(Short exercise): Copy the lines below word for word, beginning with the first line of the entries and stopping after the line that contains "[[608, 332]]". Leave the pictures out of your copy.
--- start Provided information ---
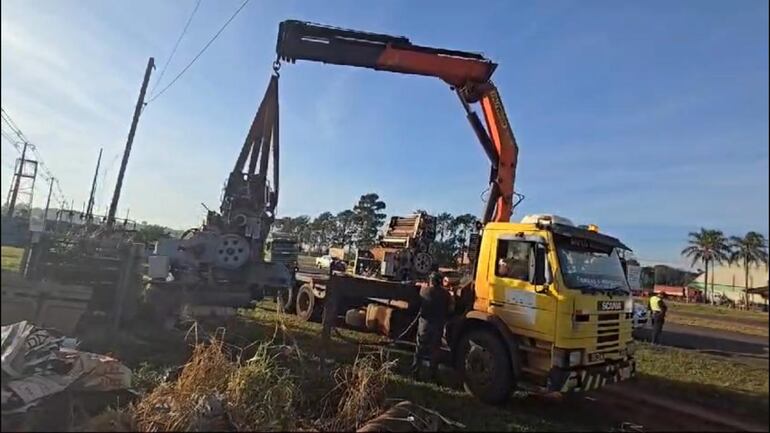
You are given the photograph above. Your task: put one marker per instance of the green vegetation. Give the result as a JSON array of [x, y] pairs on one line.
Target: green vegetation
[[11, 258], [716, 312], [679, 374], [707, 380], [723, 325], [721, 318], [708, 247]]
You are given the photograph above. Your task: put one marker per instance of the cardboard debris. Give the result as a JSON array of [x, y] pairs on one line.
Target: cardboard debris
[[38, 363]]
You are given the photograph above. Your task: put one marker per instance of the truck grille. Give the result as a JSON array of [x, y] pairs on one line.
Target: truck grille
[[608, 332]]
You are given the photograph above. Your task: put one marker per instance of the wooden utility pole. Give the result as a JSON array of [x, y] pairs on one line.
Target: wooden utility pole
[[90, 207], [127, 151], [17, 182]]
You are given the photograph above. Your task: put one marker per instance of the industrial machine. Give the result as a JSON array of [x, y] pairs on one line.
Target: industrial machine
[[546, 303], [222, 263], [403, 252]]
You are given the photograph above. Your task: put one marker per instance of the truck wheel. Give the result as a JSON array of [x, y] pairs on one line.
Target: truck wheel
[[308, 307], [285, 300], [484, 366]]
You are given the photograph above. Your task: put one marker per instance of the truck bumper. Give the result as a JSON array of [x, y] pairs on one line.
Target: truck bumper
[[590, 378]]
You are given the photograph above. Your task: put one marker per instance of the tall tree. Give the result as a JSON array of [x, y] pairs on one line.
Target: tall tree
[[443, 226], [150, 233], [708, 247], [321, 230], [748, 250], [344, 228], [368, 218]]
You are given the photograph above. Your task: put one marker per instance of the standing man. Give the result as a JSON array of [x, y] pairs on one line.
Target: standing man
[[658, 309], [434, 308]]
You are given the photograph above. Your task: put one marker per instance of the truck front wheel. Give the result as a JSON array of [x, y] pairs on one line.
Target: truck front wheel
[[308, 307], [285, 299], [482, 360]]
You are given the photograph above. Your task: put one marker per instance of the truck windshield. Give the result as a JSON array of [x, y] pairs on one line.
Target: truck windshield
[[589, 269]]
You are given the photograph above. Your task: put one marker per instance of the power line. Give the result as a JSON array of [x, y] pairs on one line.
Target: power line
[[176, 45], [201, 51]]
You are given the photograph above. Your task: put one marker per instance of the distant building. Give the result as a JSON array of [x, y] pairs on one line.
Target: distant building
[[729, 281]]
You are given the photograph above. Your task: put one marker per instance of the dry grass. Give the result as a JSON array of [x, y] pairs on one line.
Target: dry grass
[[760, 330], [359, 394], [177, 406], [261, 394], [276, 389], [11, 258]]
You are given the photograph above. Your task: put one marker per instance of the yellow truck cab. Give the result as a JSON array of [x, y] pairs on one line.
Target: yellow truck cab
[[551, 307]]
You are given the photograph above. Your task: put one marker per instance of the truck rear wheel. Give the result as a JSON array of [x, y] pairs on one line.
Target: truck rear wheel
[[482, 360], [307, 306], [285, 300]]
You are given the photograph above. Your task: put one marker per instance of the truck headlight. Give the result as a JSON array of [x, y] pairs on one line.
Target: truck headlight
[[630, 348], [575, 357]]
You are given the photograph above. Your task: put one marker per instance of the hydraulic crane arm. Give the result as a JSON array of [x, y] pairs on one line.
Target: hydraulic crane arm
[[468, 73]]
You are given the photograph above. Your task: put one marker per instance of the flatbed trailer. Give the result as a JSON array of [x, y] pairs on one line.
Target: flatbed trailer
[[386, 307]]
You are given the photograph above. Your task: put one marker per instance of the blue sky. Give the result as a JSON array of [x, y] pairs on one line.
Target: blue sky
[[647, 118]]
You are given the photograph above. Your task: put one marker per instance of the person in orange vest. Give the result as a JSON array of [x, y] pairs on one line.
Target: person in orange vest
[[658, 310]]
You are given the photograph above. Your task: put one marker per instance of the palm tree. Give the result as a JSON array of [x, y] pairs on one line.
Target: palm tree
[[748, 250], [708, 247]]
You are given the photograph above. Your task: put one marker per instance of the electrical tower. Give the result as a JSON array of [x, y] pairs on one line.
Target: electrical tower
[[23, 185]]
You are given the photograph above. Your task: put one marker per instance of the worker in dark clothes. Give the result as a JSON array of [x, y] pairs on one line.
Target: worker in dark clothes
[[434, 308], [658, 309]]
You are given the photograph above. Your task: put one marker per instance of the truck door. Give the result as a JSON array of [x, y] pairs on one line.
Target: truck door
[[518, 277]]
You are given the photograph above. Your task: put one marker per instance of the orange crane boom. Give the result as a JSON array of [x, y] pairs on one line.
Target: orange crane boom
[[469, 74]]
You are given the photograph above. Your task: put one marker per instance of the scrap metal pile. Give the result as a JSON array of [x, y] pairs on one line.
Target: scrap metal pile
[[46, 379], [403, 252]]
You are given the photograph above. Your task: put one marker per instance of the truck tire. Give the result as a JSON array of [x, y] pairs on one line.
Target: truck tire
[[285, 300], [307, 306], [483, 363]]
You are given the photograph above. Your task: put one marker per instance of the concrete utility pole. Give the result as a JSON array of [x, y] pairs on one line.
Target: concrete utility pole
[[90, 207], [48, 201], [127, 151], [17, 182]]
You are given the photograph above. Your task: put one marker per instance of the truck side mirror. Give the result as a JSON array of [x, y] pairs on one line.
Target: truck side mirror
[[542, 273]]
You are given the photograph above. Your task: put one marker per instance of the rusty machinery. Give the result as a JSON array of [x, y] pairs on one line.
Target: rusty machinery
[[403, 252], [222, 263]]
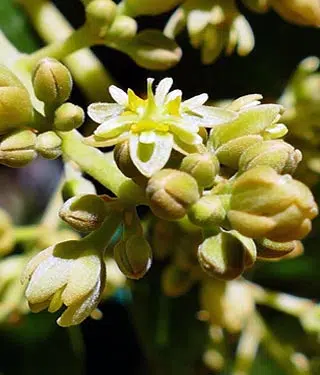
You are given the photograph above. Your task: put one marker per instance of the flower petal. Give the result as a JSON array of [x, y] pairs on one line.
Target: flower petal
[[150, 159], [118, 95], [100, 112]]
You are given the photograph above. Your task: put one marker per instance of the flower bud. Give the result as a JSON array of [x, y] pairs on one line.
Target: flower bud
[[302, 12], [226, 255], [18, 148], [84, 213], [150, 49], [49, 145], [170, 193], [52, 82], [15, 103], [6, 233], [99, 16], [150, 7], [133, 256], [208, 211], [266, 204], [202, 167], [68, 117], [277, 154], [175, 282]]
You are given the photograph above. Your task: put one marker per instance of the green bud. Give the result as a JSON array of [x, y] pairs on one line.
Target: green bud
[[277, 154], [68, 117], [266, 204], [52, 82], [149, 7], [202, 167], [99, 16], [49, 145], [6, 233], [227, 254], [175, 282], [133, 256], [150, 49], [84, 213], [15, 103], [208, 211], [18, 148], [171, 193]]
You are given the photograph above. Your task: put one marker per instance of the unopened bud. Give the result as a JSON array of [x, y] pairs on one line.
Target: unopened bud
[[68, 117], [48, 145], [133, 256], [202, 167], [170, 193], [84, 213], [52, 82], [18, 148]]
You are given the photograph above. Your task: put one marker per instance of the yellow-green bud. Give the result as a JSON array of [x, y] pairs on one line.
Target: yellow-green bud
[[150, 49], [133, 256], [68, 117], [52, 82], [18, 148], [302, 12], [171, 192], [84, 213], [150, 7], [123, 28], [203, 167], [48, 145], [208, 211], [227, 254], [277, 154], [266, 204], [6, 233], [175, 282], [15, 104], [99, 16]]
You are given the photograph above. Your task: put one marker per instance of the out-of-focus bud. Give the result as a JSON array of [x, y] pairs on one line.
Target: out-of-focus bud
[[171, 192], [99, 16], [123, 28], [277, 154], [48, 145], [202, 167], [18, 149], [150, 49], [133, 256], [68, 117], [6, 233], [84, 213], [266, 204], [302, 12], [208, 211], [149, 7], [15, 104], [52, 82], [229, 304], [175, 282]]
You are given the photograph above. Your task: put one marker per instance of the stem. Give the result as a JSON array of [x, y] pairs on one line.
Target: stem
[[97, 165], [52, 26]]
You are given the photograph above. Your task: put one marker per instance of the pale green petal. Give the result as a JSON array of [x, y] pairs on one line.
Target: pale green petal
[[100, 112], [118, 95], [84, 274], [162, 90], [115, 126], [150, 158]]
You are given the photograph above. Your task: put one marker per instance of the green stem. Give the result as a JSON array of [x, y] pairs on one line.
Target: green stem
[[97, 165]]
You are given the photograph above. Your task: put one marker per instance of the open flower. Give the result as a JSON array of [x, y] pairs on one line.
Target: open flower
[[155, 125], [69, 274]]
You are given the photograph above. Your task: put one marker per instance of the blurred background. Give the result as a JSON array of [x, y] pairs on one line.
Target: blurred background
[[36, 345]]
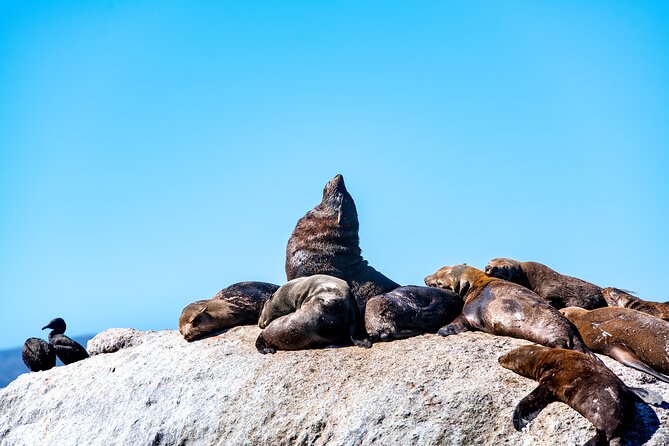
--- end Provided information ---
(Final result):
You are given the photograph above. Your task: put one marker per instance of the green vegetation. Give the result as a JSON array of [x, y] pairs on one line.
Target: green vegetation
[[11, 258], [716, 312], [679, 374], [707, 380], [723, 325], [721, 318], [708, 247]]
You are given the photograph above. Your task: put one marker per instance of the cardboard debris. Give the result as a JSON array of [x, y] pairs on one line.
Target: cardboard debris
[[38, 363]]
You are given the photograph above. Your task: put one marker per instance of the truck grille. Give the result as a JSON array of [x, y] pairs on one line.
Target: truck grille
[[608, 332]]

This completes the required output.